> Job
Gather each line in the rows below that contains the word "garage", and copy those lines without changes.

▬▬▬▬▬▬▬▬▬▬

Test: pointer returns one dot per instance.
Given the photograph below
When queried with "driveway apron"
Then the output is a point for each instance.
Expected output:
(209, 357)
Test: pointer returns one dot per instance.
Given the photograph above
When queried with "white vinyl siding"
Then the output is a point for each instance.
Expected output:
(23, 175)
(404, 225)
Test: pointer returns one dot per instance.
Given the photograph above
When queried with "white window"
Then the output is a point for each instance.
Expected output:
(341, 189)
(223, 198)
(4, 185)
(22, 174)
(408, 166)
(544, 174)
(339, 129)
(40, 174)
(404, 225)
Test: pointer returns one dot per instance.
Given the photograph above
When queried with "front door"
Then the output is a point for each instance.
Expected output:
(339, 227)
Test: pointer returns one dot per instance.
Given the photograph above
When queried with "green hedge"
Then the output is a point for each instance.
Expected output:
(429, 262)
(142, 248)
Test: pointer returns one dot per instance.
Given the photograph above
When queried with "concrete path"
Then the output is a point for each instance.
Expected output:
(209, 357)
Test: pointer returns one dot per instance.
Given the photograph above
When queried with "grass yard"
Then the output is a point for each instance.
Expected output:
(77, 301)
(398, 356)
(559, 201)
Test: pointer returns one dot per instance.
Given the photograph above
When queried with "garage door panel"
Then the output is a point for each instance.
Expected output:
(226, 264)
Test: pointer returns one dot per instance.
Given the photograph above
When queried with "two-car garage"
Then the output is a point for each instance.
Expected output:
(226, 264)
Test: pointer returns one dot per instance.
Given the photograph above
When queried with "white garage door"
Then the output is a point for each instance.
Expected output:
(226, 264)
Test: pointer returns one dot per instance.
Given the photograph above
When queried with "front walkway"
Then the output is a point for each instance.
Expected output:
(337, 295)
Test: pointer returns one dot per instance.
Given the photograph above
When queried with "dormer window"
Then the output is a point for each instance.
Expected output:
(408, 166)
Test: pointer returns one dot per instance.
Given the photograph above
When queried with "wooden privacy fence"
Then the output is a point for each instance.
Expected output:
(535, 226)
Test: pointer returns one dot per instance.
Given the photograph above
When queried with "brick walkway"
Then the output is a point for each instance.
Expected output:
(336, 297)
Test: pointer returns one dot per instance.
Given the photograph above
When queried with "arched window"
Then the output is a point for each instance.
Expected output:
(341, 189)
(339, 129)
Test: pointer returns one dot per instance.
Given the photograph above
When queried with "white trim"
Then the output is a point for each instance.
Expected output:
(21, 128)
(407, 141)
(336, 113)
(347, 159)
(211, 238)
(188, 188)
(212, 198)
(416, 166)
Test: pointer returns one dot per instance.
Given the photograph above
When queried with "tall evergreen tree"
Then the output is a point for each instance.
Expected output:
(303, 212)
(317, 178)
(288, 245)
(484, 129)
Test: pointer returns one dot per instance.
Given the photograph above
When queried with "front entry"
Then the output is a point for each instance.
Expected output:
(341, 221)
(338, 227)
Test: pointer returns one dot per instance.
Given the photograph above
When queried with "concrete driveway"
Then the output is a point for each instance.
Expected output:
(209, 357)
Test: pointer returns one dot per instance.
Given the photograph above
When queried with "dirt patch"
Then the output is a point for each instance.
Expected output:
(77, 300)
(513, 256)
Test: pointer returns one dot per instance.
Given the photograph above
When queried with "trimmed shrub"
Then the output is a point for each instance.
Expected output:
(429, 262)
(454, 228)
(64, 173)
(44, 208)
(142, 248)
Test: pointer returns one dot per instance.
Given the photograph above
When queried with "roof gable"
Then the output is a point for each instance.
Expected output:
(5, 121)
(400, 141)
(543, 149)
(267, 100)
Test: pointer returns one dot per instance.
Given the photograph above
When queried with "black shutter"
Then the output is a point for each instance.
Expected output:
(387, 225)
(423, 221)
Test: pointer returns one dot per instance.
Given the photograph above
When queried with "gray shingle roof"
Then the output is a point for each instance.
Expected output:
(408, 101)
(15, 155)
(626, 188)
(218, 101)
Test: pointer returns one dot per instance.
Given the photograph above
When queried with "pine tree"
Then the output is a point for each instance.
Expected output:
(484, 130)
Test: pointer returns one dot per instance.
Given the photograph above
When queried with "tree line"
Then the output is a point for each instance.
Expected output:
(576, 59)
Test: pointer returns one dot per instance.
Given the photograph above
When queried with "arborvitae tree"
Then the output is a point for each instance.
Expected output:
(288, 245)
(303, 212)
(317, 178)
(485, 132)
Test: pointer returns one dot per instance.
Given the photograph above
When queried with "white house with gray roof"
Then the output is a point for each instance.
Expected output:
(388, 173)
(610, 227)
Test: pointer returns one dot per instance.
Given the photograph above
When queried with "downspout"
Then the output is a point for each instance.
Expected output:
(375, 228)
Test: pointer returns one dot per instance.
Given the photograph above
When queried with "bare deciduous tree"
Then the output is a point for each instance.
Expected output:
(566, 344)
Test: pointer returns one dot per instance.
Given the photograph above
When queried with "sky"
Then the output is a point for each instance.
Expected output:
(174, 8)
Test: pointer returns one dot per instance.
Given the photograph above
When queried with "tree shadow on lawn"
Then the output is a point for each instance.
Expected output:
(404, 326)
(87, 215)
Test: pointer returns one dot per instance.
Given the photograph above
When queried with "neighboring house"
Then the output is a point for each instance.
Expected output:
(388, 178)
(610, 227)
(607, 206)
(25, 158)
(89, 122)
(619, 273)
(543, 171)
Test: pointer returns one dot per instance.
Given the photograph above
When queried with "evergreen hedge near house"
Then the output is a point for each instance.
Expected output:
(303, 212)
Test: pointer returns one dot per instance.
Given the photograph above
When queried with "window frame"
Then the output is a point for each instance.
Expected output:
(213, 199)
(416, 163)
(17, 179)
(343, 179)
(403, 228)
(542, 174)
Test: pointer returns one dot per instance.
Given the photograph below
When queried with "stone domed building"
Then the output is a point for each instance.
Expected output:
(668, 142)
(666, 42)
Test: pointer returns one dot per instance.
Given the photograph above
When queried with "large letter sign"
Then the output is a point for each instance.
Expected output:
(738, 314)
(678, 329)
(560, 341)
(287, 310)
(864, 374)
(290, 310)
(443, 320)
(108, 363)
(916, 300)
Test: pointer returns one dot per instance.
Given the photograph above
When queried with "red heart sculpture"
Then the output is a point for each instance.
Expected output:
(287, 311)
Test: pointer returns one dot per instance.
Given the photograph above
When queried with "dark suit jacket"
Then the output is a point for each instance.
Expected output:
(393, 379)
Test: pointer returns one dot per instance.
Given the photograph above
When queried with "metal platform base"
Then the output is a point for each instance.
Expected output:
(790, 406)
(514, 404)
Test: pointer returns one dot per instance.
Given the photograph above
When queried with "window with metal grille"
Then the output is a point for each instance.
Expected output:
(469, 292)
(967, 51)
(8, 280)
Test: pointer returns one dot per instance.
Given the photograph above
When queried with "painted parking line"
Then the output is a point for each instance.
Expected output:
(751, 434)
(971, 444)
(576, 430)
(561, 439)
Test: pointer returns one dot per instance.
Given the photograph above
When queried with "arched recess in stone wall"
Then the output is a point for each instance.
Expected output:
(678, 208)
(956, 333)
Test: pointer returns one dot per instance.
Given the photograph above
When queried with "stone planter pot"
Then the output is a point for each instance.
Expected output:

▬▬▬▬▬▬▬▬▬▬

> Result below
When queried with "garage door panel"
When queried with "two-car garage"
When queried with "white garage door"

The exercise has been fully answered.